══ Dataset ══

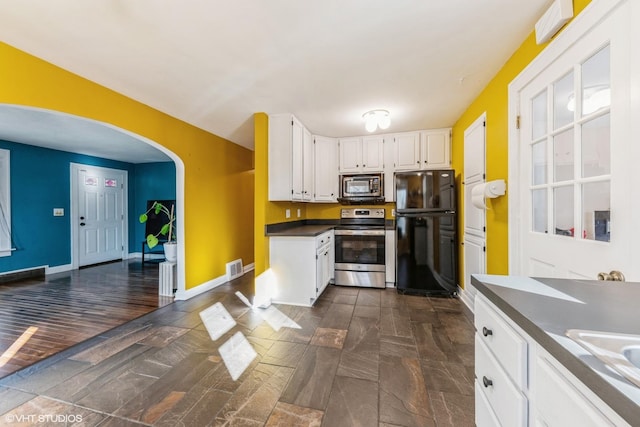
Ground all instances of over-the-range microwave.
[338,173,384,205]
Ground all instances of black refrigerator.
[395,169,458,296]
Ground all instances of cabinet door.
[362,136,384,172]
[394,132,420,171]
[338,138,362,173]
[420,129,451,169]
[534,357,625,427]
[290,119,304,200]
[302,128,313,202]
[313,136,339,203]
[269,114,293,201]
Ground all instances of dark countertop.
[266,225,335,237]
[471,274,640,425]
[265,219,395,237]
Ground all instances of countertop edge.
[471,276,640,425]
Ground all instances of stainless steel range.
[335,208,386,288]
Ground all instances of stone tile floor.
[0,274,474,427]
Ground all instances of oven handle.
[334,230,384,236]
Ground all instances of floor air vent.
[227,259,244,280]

═══
══ Dataset ══

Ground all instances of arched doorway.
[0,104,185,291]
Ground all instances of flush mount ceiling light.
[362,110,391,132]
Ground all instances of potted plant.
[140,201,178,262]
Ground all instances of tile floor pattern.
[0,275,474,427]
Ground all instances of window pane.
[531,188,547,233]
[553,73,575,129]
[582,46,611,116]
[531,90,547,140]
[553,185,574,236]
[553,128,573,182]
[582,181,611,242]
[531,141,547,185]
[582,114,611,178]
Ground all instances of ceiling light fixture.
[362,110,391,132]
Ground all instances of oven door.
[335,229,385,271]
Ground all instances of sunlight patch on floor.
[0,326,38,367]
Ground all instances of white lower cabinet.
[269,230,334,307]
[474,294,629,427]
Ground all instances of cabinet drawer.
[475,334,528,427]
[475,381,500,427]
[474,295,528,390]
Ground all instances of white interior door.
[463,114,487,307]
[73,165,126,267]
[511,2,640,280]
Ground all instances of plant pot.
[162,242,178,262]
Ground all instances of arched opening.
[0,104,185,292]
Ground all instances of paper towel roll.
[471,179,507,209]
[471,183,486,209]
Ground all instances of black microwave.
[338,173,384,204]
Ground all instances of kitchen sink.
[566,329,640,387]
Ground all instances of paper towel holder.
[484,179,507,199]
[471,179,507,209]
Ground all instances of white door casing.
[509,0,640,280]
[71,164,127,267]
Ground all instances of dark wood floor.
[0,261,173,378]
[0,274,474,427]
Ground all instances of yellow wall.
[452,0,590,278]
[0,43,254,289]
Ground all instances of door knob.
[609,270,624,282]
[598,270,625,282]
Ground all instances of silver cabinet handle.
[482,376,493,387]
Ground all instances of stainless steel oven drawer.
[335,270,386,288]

═══

• [Aim of the task]: How many lines in the entries above contain the string "plant", with case counting? Reply with the number only.

• [Response for this exercise]: 2